Extracted entries section start
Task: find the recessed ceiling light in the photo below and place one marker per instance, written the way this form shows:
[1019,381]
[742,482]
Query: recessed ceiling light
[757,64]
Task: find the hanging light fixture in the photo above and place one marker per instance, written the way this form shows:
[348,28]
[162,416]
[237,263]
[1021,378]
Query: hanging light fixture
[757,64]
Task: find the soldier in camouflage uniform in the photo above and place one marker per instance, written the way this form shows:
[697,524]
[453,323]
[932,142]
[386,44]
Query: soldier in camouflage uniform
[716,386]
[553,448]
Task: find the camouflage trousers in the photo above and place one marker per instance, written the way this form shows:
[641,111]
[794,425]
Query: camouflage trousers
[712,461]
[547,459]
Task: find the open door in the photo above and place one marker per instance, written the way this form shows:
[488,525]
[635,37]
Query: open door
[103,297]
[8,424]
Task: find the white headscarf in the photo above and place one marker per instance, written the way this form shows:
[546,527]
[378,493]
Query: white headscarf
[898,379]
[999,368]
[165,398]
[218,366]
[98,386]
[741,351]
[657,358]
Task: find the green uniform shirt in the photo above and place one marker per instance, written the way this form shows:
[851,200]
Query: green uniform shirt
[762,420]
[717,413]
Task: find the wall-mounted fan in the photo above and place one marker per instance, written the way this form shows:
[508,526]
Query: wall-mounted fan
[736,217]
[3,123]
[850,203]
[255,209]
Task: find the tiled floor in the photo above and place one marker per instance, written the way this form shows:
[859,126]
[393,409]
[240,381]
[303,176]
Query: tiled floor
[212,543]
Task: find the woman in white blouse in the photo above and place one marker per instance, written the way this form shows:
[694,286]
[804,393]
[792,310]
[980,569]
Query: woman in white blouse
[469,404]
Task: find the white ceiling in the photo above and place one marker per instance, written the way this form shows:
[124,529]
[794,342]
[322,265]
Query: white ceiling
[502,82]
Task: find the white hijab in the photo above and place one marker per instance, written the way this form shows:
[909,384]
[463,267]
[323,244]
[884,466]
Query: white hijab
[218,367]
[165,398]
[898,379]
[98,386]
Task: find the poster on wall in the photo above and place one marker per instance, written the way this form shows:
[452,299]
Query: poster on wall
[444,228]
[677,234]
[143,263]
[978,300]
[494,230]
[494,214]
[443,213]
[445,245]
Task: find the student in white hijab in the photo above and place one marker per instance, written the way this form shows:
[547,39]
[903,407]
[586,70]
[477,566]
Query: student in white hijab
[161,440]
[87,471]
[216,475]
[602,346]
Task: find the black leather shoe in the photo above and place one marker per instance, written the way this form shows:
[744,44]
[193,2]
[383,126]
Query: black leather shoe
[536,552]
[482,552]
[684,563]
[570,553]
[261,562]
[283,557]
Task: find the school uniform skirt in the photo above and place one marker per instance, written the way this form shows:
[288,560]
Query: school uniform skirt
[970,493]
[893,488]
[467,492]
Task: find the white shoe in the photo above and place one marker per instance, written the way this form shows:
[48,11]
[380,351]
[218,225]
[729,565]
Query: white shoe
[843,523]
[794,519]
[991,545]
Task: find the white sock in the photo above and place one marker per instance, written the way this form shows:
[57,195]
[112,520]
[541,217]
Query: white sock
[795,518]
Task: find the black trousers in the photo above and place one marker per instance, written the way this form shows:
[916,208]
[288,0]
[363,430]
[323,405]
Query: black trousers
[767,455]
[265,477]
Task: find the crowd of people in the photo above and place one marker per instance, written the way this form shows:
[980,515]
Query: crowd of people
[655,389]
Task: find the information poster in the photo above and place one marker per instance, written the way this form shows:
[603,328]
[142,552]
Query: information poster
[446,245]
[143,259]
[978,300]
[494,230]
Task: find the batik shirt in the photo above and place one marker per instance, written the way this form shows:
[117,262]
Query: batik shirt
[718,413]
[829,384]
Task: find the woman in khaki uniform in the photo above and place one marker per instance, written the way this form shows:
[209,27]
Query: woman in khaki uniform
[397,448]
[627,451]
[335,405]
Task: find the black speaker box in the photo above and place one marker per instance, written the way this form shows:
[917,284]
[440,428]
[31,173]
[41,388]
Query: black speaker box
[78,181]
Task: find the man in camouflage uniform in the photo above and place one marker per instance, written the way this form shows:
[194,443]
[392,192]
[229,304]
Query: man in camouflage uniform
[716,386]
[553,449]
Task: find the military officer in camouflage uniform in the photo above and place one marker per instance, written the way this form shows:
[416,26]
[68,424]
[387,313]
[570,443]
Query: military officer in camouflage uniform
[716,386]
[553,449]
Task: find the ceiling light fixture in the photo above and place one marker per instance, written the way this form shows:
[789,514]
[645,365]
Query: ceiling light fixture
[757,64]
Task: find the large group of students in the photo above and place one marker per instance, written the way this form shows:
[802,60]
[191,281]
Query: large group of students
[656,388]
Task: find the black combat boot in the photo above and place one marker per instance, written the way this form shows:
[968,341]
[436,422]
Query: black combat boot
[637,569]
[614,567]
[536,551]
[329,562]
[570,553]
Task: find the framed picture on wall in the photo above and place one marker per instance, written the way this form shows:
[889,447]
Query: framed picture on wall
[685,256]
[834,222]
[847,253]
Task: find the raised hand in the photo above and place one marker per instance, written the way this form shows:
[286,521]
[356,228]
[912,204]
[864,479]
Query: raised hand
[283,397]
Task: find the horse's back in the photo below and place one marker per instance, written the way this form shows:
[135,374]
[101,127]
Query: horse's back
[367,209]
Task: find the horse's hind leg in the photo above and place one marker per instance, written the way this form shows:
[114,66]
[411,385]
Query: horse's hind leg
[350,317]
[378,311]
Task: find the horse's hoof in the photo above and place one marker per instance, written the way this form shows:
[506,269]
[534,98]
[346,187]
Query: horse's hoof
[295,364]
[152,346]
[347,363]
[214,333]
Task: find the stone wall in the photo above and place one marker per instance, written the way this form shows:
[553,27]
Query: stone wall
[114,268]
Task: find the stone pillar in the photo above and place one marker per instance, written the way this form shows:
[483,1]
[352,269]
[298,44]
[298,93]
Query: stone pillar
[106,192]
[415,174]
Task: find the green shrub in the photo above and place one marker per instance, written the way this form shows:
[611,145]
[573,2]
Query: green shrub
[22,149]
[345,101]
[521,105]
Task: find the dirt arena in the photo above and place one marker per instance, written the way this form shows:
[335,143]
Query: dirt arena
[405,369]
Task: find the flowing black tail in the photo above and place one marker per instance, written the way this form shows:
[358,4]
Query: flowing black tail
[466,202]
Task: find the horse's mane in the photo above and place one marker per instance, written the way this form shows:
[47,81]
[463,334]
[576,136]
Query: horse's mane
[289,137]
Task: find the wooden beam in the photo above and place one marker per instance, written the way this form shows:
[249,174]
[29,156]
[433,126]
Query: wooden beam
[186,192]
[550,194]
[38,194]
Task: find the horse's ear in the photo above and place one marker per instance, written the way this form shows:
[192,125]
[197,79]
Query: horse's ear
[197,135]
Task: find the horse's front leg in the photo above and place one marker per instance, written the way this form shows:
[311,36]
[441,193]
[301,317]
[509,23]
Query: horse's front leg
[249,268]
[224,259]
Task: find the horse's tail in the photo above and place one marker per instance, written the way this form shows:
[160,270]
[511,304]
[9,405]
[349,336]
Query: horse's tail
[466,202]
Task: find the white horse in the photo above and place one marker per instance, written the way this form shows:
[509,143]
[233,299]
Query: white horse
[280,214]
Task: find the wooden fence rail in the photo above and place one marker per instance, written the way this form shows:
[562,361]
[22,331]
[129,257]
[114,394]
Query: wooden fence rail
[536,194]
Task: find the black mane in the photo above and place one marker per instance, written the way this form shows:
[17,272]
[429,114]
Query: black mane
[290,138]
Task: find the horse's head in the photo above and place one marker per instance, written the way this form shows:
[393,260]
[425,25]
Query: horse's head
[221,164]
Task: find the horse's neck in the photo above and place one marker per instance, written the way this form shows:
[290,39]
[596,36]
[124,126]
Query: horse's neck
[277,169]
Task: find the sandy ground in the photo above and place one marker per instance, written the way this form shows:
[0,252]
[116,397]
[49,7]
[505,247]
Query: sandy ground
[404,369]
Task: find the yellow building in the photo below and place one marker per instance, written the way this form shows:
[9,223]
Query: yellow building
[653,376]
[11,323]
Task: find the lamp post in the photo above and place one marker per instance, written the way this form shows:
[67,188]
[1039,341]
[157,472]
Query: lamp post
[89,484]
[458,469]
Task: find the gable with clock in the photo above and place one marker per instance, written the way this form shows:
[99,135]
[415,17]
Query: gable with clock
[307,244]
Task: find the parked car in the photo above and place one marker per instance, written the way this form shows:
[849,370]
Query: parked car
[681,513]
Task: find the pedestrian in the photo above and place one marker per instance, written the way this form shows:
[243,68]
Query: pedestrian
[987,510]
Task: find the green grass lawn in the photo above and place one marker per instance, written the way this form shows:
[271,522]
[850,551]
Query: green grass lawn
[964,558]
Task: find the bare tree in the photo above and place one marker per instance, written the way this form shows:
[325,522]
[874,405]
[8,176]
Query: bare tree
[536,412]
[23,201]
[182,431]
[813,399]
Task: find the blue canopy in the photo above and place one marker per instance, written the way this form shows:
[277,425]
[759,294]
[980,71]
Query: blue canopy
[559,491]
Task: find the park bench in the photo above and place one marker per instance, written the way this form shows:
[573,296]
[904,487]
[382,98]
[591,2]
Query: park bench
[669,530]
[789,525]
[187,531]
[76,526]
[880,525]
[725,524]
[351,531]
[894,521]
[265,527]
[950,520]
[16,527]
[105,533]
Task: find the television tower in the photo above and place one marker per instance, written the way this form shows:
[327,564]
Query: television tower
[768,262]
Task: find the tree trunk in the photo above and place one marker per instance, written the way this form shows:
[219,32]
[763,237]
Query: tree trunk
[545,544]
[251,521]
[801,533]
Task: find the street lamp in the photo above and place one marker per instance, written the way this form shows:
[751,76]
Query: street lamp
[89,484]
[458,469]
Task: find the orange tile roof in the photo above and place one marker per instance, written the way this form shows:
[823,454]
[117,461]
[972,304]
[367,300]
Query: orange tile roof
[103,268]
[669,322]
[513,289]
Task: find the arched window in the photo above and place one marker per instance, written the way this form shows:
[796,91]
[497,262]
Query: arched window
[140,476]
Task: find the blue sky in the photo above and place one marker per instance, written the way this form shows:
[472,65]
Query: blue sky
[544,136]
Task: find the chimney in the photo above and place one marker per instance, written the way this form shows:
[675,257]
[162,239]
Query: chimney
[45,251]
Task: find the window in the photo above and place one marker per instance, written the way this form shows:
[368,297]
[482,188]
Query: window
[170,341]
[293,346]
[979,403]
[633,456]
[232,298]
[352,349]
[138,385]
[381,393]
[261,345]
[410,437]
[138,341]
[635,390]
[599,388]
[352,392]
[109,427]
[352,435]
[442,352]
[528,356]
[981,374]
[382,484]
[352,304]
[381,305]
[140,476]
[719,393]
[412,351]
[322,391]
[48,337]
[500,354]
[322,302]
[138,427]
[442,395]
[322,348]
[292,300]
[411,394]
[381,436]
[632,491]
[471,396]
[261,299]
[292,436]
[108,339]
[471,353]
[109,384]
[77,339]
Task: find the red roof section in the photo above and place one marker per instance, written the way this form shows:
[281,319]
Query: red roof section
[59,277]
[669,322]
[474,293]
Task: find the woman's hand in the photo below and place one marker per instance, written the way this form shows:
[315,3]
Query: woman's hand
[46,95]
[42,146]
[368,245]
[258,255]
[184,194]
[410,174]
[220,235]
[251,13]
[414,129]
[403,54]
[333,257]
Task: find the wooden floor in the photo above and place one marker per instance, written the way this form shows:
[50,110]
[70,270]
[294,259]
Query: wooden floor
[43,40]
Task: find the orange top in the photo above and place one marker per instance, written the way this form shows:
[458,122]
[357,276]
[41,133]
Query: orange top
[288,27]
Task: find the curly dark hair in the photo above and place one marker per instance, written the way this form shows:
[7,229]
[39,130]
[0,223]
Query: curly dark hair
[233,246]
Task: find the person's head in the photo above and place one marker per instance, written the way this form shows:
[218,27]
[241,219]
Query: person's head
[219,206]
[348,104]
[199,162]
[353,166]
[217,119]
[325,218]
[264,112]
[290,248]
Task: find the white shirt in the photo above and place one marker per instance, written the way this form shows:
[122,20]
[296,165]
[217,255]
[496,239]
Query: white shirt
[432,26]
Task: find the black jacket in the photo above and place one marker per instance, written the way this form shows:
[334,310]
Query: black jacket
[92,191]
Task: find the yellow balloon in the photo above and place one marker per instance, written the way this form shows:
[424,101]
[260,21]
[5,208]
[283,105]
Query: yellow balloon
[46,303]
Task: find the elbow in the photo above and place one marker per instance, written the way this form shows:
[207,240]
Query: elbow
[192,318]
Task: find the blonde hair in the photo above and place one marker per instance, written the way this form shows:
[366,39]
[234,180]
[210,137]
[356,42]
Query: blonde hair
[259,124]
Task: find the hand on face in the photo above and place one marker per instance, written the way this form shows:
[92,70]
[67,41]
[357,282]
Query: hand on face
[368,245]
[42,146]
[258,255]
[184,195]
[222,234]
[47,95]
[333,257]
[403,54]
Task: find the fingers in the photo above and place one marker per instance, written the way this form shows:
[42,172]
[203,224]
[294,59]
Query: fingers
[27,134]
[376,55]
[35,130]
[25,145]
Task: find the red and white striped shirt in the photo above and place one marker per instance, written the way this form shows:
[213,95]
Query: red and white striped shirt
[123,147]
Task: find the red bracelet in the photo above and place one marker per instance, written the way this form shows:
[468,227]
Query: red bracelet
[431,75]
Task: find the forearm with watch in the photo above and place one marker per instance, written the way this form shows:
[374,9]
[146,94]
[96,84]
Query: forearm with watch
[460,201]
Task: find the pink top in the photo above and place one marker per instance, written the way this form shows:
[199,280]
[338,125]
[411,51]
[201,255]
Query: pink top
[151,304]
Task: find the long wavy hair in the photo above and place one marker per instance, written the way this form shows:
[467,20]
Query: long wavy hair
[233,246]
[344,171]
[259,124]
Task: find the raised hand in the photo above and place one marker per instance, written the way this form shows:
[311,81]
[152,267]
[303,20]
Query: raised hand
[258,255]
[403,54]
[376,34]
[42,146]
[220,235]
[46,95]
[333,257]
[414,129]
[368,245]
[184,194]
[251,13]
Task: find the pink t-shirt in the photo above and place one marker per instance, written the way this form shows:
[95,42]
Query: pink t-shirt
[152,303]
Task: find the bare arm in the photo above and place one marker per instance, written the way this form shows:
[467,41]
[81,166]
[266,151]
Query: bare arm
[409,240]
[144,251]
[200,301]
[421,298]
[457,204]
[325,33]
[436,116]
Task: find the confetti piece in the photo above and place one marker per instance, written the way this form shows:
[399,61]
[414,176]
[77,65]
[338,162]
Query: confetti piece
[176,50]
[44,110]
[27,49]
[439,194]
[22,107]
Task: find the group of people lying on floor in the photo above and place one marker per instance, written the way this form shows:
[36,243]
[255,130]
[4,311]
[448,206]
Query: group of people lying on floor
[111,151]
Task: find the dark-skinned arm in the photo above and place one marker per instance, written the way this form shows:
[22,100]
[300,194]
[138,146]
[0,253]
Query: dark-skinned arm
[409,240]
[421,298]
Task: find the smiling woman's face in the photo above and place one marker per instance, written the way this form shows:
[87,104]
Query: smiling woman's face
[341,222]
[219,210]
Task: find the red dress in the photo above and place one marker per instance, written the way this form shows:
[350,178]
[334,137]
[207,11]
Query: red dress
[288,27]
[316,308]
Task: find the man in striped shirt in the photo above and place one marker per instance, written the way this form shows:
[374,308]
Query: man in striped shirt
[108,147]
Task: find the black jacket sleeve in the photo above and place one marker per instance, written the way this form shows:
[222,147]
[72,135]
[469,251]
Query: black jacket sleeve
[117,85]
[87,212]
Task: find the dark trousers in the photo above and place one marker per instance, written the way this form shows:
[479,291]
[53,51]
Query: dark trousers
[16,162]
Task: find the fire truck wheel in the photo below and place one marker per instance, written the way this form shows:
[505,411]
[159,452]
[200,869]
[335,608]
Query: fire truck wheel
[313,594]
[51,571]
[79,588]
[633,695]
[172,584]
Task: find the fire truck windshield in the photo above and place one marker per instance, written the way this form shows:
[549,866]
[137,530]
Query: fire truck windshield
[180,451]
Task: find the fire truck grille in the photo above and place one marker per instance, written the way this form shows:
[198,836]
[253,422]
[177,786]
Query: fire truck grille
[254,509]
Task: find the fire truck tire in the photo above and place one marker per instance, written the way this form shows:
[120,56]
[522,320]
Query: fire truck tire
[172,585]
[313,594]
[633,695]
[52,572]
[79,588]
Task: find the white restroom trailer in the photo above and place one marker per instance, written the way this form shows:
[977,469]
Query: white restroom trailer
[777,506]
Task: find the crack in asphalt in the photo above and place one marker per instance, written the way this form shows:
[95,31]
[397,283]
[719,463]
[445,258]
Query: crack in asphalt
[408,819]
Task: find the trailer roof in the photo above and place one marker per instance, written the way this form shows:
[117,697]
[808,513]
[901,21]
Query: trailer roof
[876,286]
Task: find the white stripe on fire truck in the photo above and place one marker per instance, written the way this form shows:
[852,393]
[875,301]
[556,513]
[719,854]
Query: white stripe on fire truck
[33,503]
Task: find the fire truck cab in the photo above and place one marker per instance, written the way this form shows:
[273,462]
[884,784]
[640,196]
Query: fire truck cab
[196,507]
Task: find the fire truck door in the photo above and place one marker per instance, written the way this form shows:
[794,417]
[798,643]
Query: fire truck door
Extracted entries section end
• What you should do
Starting at the line that contains "Query: man in striped shirt", return every line through the last one above, exactly as written.

• Task output
Query: man in striped shirt
[108,147]
Task: find the black jacket sleeve in the photo above and place one marker per instance, written the way this form shows:
[222,147]
[72,135]
[469,251]
Query: black jacket sleeve
[117,85]
[87,212]
Task: find the dark trousers in the photo above and place one marker per instance, written the way this form shows:
[479,291]
[53,51]
Query: dark trousers
[16,162]
Task: find the fire truck wheel in the photo below and place one marker per instance, written the way this form shows:
[505,411]
[159,452]
[200,869]
[335,608]
Query: fire truck wheel
[313,594]
[51,571]
[79,588]
[633,695]
[172,584]
Task: find the fire truck windshield in the photo above and place one marker per instance, written the way this form shows:
[549,866]
[137,530]
Query: fire truck windshield
[180,451]
Task: find the fire truck grille in the photo above and place one marker per instance, written the way this form shows:
[198,836]
[253,422]
[177,786]
Query: fire truck grille
[254,509]
Task: find the fire truck tire in the photo above and place one marker per instance, written the way this form shows:
[120,56]
[522,320]
Query: fire truck tire
[172,585]
[313,594]
[633,695]
[52,572]
[79,588]
Task: find the white restroom trailer in the photo above and place one marker per instance, written the way this form shows:
[977,469]
Query: white restroom trailer
[777,506]
Task: find the crack in asphalt in the photo above and place one marker per instance, written the way this form shows:
[95,31]
[397,283]
[719,463]
[445,258]
Query: crack in asphalt
[408,819]
Task: find the trailer roof in the photo above and place one marker per instance, written the way this form shows:
[117,697]
[808,513]
[901,21]
Query: trailer roof
[876,286]
Task: find the white stripe on fire truck in the photo above and place one marker per instance, written the way this form shows:
[852,393]
[875,301]
[556,513]
[719,854]
Query: white stripe on fire truck
[33,503]
Task: find the fire truck cab in the photo above and place one marker per instance, written the way this form shows:
[273,462]
[884,784]
[640,196]
Query: fire truck cab
[196,507]
Task: find the fire truck door in the photo above and place one marker per instance, written the way this form shows:
[794,417]
[798,643]
Query: fire truck door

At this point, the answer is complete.